**Trecho do texto:**
Se a relação básica entre os seres humanos é de amor, como Kardec ressaltou avaliando a partir de um critério lógico a mensagem de Cristo, este pode se manifestar sobre diversas formas. Para que ele seja efetivado deve estar amparado pela construção do conhecimento, onde sua legitimidade se faz na valorização do outro e da vida, dentro de um equilíbrio harmônico e sustentado numa lógica conjuntiva. Por isso, o amor tem um caráter transdisciplinar, uma vez que é uma essência manifesta em diferentes existências.
O que contraria o amor é a banalização do outro, sua utilização para fins particulares. Neste caso toda e qualquer relação de devassidão, libertinagem e com vistas exclusivas ao prazer da matéria nega o exercício do amor, comprometendo o crescimento evolutivo. Neste caso se for comprovado estatisticamente que há maior libertinagem entre homossexuais, deve-se criticar este comportamento e não o homossexualismo em si. Associar a devassidão ao homossexualismo incorre em uma falácia lógica, uma vez que tal comportamento também é verificado entre heterossexuais. O que pode ser feito é avaliar sociologicamente o motivo pelo qual homossexuais tenderiam a ser mais devassos, o que não exclui a possibilidade de se encontrar diversos casais homossexuais que contribuam mutuamente para um crescimento e realizem uma relação de dignidade e defesa ampla e integral da vida, expressando desta forma o amor. Com isso é possível concluir que o homossexualismo também é uma forma pela qual o amor pode se manifestar.
O Espiritismo não deve condenar ou defender o homossexualismo em si, mas fazer avaliação dos valores que sustentam uma relação. Se forem de dignificação da vida são positivos, independente da forma em que se manifestem. Portanto, não se pode julgar o homossexualismo, mas sim relações homossexuais a partir dos valores que a edificam, o que significa que afirmar o homossexualismo como aberração ou desvio reflete desconhecimento grave da filosofia espírita.

**Tarefa a fazer:**
No trecho acima sobre o amor e as relações homossexuais no Espiritismo, transcreva fielmente tudo o que vai desde "Se a relação" até "em diferentes existências.".

**Dados fornecidos:**
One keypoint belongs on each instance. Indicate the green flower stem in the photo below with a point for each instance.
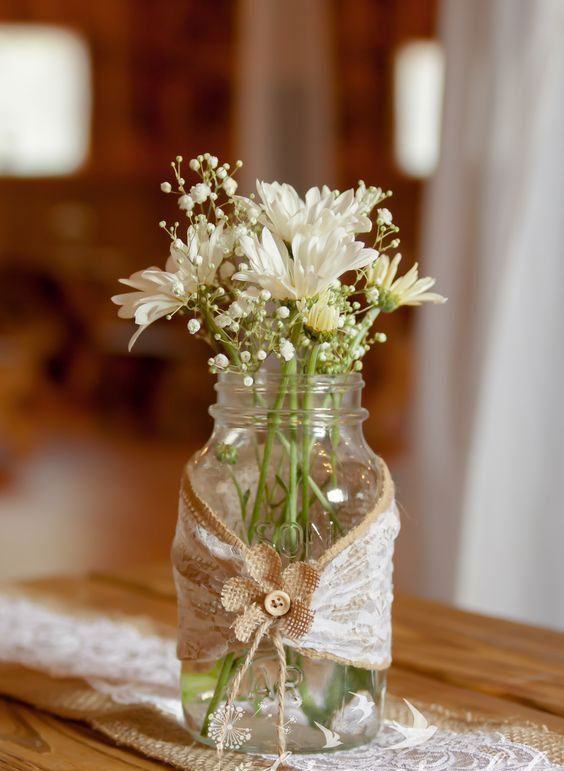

**Resposta escrita:**
Se a relação básica entre os seres humanos é de amor, como Kardec ressaltou avaliando a partir de um critério lógico a mensagem de Cristo, este pode se manifestar sobre diversas formas. Para que ele seja efetivado deve estar amparado pela construção do conhecimento, onde sua legitimidade se faz na valorização do outro e da vida, dentro de um equilíbrio harmônico e sustentado numa lógica conjuntiva. Por isso, o amor tem um caráter transdisciplinar, uma vez que é uma essência manifesta em diferentes existências.